◆ Task prompt
Could you repeat every line in full, from the line containing "In this exercise you will indicate the outfield" down to the end of the records, with each coordinate in the answers shifted up by 113?
________
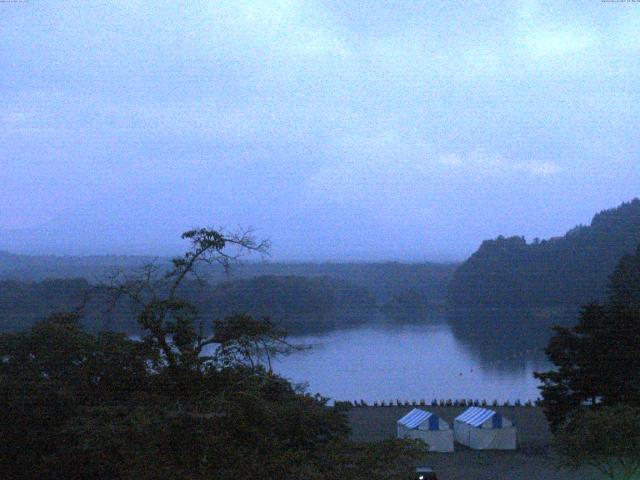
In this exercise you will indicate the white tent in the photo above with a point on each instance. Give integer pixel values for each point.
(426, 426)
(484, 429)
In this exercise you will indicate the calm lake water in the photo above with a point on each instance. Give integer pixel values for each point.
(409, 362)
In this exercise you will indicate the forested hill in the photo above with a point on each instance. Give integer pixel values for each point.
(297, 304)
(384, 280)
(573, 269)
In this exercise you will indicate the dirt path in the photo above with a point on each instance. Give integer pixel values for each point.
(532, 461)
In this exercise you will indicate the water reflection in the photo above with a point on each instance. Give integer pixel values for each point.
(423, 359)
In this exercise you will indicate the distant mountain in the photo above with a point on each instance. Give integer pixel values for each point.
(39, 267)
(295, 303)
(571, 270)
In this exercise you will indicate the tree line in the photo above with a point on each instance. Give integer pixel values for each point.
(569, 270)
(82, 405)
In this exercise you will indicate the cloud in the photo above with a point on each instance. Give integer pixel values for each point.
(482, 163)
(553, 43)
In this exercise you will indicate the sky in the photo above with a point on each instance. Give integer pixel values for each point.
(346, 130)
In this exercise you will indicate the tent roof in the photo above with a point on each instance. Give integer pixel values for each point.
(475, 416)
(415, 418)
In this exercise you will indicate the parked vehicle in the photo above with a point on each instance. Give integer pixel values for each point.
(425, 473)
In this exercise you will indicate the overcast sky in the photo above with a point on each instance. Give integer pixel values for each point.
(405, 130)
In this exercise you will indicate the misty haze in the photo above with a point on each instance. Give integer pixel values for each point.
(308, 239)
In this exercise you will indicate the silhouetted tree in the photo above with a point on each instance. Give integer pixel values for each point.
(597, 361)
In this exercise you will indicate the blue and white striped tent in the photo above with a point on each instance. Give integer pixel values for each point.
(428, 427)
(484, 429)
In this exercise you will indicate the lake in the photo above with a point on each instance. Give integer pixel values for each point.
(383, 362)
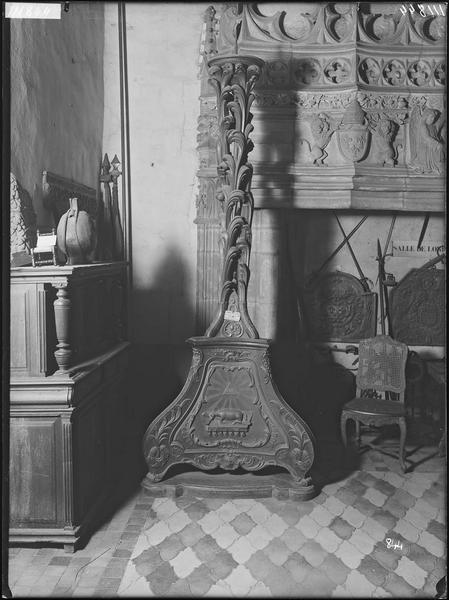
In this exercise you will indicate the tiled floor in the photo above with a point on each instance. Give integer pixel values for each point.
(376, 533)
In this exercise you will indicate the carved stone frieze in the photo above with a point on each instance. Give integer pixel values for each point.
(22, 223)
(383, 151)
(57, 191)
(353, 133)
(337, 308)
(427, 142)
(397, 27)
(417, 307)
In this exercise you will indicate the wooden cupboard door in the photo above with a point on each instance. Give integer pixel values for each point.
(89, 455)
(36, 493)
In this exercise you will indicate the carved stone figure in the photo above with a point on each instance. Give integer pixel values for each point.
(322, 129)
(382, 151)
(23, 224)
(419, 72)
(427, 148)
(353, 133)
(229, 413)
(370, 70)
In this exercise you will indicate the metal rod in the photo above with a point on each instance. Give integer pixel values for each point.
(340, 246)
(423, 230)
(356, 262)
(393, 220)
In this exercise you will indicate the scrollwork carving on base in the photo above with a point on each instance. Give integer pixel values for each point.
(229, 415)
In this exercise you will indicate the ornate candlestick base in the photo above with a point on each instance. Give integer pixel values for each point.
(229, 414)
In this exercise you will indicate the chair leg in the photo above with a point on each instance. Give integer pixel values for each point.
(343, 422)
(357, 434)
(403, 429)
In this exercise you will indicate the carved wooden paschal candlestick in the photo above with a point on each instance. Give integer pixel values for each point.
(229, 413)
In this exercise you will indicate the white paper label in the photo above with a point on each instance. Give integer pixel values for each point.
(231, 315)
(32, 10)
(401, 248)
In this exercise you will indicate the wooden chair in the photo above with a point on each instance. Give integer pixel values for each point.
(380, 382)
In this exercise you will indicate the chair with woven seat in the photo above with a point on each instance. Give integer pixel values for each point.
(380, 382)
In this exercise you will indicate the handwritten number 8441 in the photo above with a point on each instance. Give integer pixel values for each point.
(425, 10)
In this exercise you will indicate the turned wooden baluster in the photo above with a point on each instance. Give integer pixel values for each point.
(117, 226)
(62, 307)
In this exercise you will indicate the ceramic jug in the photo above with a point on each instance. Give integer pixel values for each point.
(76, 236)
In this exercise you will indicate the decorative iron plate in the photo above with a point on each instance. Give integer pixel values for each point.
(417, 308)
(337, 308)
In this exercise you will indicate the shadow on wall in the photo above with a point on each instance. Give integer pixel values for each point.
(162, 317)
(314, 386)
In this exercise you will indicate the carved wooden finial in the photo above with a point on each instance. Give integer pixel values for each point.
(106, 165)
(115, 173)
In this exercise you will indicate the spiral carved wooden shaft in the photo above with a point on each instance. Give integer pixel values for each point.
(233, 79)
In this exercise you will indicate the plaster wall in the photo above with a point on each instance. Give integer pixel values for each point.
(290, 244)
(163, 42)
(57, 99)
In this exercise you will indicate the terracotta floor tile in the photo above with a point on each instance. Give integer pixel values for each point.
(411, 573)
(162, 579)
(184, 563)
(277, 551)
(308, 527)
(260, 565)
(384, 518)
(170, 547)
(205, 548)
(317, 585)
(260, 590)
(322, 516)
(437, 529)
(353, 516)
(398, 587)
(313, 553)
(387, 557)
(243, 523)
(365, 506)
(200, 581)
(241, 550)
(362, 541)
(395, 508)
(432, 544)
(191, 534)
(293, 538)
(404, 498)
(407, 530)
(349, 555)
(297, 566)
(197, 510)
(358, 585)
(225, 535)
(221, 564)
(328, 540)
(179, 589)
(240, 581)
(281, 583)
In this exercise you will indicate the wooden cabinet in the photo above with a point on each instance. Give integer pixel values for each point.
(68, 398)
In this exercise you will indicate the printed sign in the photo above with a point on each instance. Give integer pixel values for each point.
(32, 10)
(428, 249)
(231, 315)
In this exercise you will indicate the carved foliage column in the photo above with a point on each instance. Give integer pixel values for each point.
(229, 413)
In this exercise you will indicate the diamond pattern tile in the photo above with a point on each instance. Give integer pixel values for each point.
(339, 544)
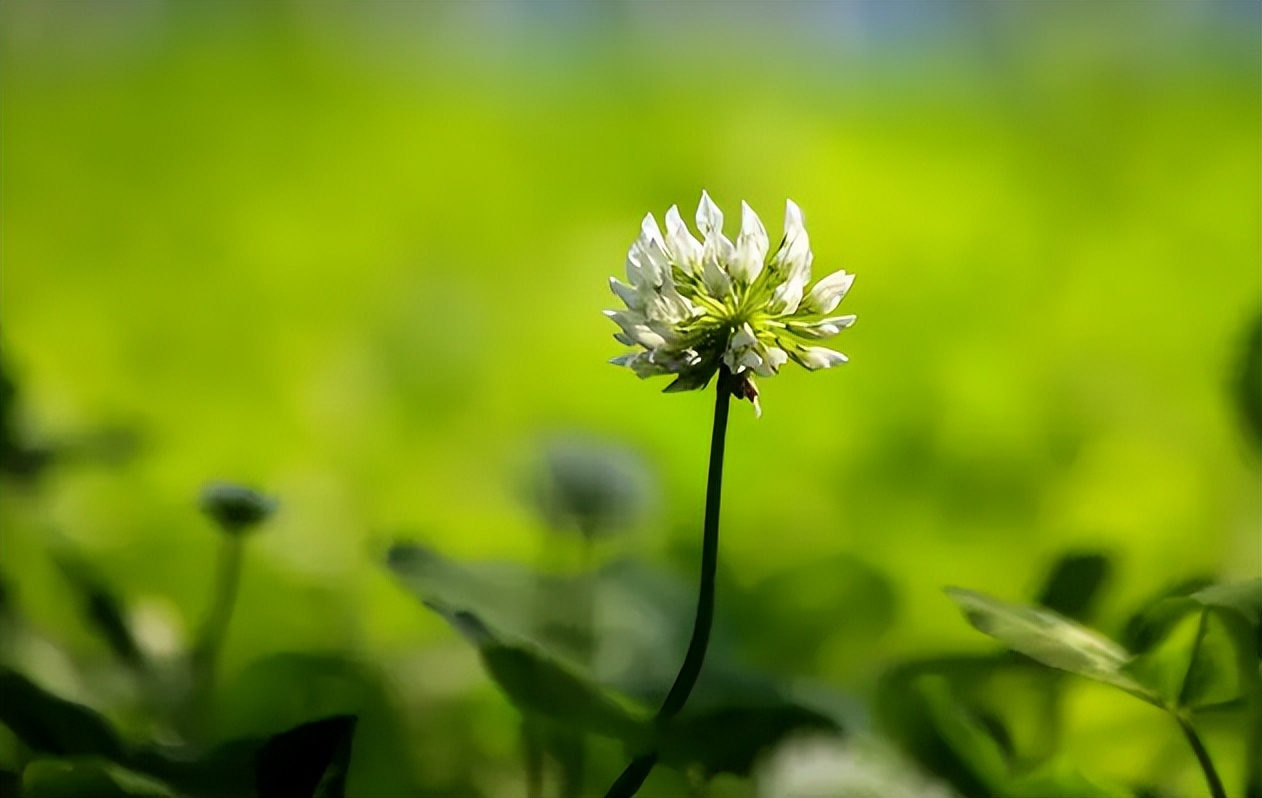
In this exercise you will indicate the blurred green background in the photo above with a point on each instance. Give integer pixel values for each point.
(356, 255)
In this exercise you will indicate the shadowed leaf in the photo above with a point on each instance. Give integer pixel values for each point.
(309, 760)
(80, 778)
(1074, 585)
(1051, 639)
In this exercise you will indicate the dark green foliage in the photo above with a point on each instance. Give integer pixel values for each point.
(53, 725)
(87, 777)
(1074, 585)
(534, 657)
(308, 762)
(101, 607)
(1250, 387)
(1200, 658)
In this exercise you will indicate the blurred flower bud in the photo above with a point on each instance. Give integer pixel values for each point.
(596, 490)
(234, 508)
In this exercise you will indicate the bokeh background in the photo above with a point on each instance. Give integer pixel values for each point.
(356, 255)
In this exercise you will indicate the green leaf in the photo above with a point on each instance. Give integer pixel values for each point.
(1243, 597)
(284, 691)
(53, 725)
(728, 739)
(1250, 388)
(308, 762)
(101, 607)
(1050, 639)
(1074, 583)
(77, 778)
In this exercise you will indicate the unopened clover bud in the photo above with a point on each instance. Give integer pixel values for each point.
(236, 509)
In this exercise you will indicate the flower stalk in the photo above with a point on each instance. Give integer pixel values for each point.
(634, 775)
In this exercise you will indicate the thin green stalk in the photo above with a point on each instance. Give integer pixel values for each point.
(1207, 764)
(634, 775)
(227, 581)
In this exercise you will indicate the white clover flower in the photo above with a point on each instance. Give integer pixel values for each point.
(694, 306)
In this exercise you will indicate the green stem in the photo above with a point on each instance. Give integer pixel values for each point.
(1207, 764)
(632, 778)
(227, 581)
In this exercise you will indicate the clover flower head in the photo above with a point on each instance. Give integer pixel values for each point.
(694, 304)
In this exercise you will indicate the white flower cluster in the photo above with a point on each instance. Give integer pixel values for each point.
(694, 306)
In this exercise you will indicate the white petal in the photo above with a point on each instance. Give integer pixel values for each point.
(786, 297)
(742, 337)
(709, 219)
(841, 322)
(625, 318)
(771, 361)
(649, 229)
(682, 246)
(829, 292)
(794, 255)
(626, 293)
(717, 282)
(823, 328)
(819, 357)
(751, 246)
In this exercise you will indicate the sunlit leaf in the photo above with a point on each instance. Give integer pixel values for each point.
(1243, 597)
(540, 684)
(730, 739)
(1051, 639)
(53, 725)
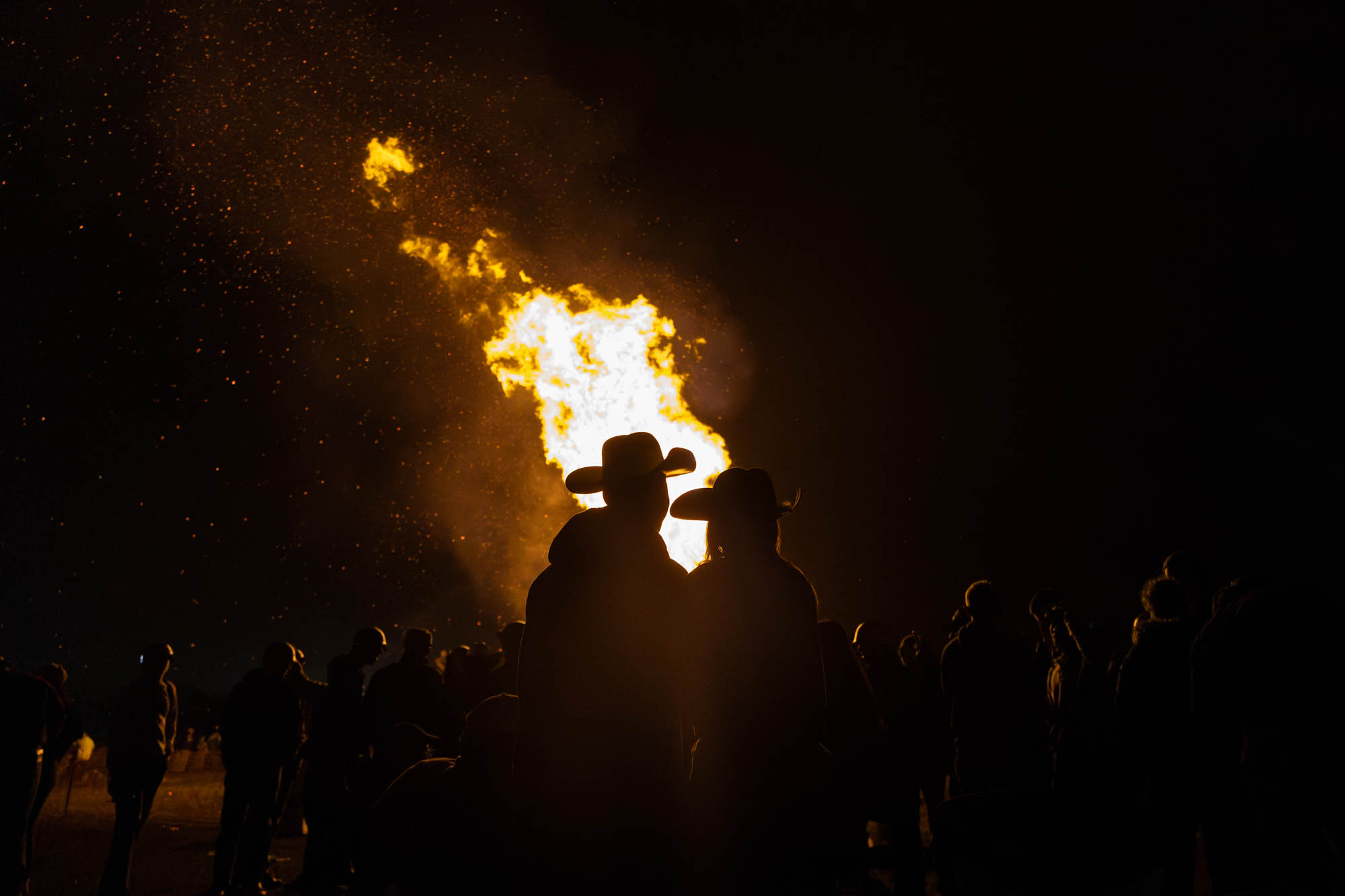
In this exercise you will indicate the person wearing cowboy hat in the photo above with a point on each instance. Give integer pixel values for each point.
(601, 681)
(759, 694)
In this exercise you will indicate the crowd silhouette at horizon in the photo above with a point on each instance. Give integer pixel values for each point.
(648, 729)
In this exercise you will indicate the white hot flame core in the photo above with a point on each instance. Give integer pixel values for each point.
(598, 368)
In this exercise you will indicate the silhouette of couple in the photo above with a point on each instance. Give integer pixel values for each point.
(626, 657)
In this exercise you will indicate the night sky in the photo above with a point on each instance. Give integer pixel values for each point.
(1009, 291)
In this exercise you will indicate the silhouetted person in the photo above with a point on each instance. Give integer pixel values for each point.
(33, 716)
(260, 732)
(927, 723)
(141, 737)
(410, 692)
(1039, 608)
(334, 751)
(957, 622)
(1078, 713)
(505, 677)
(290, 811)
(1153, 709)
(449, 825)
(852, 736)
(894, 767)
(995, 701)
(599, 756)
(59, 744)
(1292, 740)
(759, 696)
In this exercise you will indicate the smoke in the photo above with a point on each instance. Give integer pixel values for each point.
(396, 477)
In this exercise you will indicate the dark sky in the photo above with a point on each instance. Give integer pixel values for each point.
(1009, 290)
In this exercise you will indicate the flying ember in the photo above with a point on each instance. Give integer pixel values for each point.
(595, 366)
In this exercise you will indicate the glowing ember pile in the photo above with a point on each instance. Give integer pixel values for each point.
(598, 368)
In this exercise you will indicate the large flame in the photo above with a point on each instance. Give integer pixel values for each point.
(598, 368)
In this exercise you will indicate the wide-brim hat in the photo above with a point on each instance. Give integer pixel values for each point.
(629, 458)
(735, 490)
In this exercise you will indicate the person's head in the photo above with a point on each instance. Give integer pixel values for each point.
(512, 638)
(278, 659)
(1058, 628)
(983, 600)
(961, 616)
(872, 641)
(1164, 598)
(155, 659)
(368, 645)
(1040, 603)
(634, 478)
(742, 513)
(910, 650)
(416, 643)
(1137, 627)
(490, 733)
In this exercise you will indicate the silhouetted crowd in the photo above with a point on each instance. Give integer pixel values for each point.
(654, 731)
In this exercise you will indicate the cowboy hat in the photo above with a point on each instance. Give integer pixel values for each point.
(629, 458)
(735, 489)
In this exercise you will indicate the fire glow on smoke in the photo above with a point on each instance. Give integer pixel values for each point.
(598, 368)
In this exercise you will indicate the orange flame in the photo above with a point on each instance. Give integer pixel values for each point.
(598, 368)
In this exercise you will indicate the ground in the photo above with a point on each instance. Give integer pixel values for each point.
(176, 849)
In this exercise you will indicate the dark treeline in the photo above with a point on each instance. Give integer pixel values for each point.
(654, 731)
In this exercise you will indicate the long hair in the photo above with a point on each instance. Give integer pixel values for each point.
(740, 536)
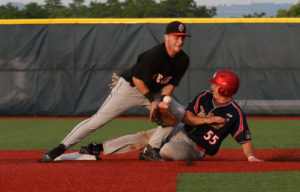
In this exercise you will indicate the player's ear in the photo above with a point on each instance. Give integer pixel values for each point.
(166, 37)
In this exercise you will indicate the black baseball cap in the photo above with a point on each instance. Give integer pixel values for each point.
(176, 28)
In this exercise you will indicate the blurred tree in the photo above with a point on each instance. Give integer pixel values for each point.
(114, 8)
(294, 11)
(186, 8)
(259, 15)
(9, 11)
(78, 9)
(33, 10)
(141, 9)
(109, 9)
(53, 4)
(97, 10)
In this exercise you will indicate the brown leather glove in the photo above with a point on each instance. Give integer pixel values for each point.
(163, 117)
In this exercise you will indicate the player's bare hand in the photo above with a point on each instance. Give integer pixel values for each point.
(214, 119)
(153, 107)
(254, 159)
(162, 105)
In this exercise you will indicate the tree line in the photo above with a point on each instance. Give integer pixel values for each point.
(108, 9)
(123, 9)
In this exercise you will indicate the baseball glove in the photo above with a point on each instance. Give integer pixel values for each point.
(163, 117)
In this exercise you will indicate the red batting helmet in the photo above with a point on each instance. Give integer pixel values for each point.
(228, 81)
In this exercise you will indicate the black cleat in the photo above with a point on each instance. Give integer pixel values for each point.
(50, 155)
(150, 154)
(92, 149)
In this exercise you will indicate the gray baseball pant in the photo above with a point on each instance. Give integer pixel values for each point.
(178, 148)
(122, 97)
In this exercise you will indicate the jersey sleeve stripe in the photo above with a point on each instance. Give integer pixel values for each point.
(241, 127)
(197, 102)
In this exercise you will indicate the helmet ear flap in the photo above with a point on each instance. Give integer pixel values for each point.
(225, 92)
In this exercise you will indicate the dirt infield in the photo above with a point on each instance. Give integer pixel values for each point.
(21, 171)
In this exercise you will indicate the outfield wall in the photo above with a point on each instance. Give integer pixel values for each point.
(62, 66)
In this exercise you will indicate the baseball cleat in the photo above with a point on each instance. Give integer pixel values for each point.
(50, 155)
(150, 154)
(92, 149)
________
◆ Finished exercise
In this exercise you will indicate the outfield wall in the photo above with a point on each instance. Give integer pixel values for each point.
(175, 179)
In this exercise you will indicate the baseball cleat in the photo above with a point on each instance. Give integer pixel values for each point.
(163, 268)
(263, 267)
(205, 262)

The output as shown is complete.